**DATA FOR THE TASK**
- - -

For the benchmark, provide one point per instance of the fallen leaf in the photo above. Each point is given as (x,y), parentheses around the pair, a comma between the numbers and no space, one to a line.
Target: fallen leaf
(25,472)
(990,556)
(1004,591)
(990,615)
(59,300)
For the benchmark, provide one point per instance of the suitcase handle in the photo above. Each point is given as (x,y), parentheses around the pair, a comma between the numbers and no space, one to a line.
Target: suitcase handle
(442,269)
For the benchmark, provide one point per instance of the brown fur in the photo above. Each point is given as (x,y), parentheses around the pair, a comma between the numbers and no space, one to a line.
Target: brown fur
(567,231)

- - -

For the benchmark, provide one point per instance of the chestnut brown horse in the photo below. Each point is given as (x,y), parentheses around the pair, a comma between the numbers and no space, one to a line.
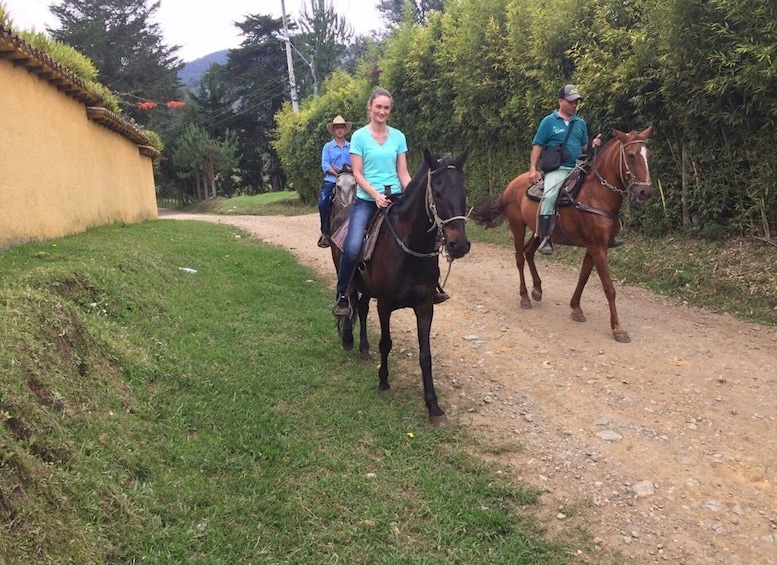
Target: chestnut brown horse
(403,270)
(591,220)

- - -

**TASK DETAILS**
Which rows above contain the string "comma"? Pick them out and copy each one in full, treating uppercase and lowercase as different.

**ANSWER IN FULL**
For the benchmark, provide one point per instance of the fallen leaf in the photo above. Each point is given as (x,y), parentheses around the pair, a comma between the numbers and no space, one to a line.
For the benchmark, provide one point per instance of the suitcase handle in the photo above. Each point is given as (x,y), parentheses around the pair, a comma between the numbers and no space, one to a line.
For the benchmark, provide one point per instance of the brown fur in the photo above. Each point is given as (x,y), parentheses around the pair, a comma between the numbers and no space, one to a line.
For the benchmark, provide one point per instance of the chestnut brown horse in the photo below. Each point is given as (x,y), parentheses around the pair, a comma between the numbers and no space, one to a line.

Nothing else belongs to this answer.